[INSTRUCTIONS FOR THE TASK]: Check every line below for the word "young" and show those that hold it.

----- EXTRACTED INFORMATION

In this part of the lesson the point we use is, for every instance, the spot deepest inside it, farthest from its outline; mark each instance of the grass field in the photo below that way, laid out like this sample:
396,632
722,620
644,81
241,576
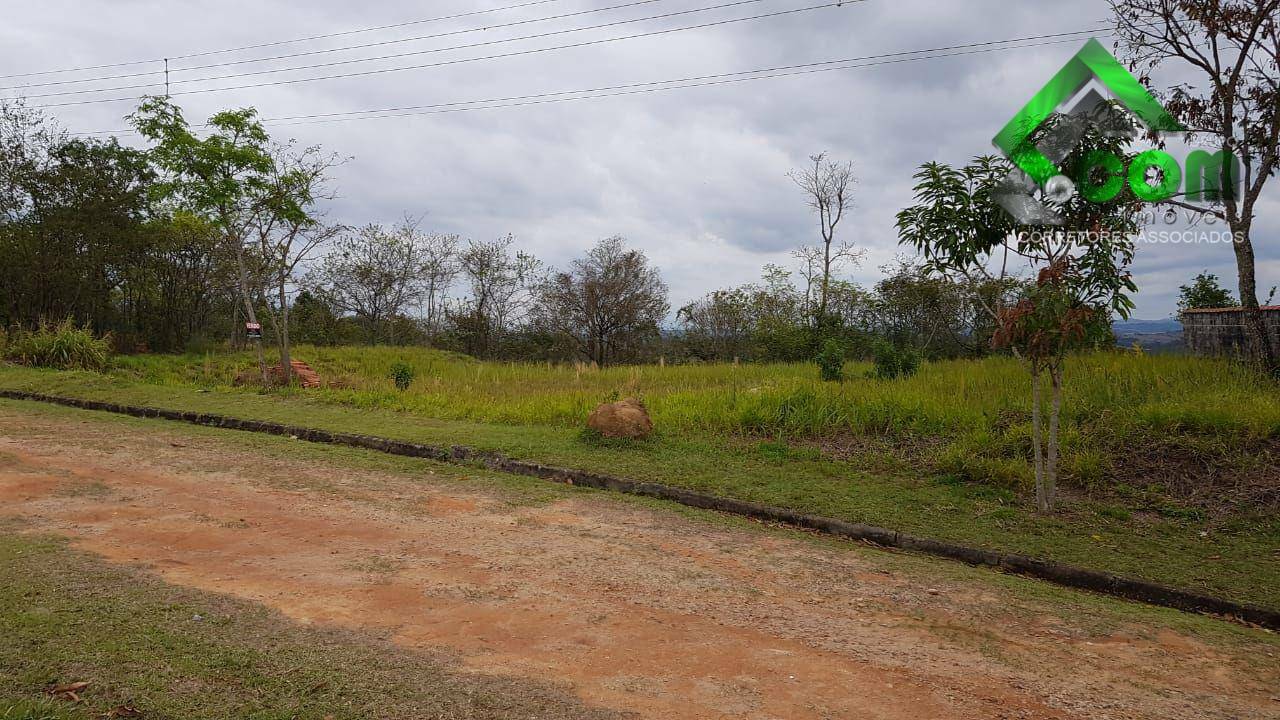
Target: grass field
946,456
967,418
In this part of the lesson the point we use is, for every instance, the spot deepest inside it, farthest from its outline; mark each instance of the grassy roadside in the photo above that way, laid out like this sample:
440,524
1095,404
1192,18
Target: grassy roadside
1239,559
173,652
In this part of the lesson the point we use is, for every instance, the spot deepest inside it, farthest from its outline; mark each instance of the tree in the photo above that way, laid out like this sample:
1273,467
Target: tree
611,301
440,269
502,285
1234,49
720,326
375,274
1205,291
828,187
225,177
288,231
1079,268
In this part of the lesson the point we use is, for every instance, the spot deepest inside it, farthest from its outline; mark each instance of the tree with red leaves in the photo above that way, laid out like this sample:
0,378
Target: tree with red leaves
1078,269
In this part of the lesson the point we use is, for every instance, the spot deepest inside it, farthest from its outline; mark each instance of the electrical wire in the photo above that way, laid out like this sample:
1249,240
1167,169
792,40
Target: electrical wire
462,60
279,42
328,50
680,83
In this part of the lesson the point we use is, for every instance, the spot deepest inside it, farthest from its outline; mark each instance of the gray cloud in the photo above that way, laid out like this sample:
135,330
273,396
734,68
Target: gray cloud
695,177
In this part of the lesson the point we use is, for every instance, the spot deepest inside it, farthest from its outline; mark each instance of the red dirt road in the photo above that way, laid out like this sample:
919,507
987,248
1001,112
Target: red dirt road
639,610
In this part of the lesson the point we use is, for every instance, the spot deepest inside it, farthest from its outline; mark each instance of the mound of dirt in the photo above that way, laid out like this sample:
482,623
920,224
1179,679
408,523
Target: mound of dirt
302,373
625,419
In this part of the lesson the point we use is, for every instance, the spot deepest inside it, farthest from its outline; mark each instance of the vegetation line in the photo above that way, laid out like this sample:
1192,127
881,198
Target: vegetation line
1068,575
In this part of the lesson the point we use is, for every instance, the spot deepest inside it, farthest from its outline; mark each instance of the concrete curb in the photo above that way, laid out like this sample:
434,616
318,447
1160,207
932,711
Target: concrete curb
1057,573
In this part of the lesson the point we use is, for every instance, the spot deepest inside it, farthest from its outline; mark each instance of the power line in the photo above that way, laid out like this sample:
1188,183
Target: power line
415,53
278,42
462,60
639,90
696,81
328,50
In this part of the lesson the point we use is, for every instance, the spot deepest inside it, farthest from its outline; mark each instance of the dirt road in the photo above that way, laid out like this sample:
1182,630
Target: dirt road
639,609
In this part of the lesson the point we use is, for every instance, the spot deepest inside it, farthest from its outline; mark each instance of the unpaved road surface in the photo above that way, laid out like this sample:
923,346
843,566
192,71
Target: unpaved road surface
638,609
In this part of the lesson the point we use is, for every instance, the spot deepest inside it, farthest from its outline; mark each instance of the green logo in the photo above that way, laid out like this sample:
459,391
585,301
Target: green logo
1153,176
1092,62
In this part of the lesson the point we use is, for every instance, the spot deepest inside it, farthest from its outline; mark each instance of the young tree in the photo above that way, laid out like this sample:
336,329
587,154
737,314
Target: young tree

----------

[RESPONSE BOX]:
In this part of the lesson the point we use is, for every instance, the spot deepest inside it, farthest from its outline; mark each instance of the young tree in the photo above that way, laid out like this sample:
Target: young tree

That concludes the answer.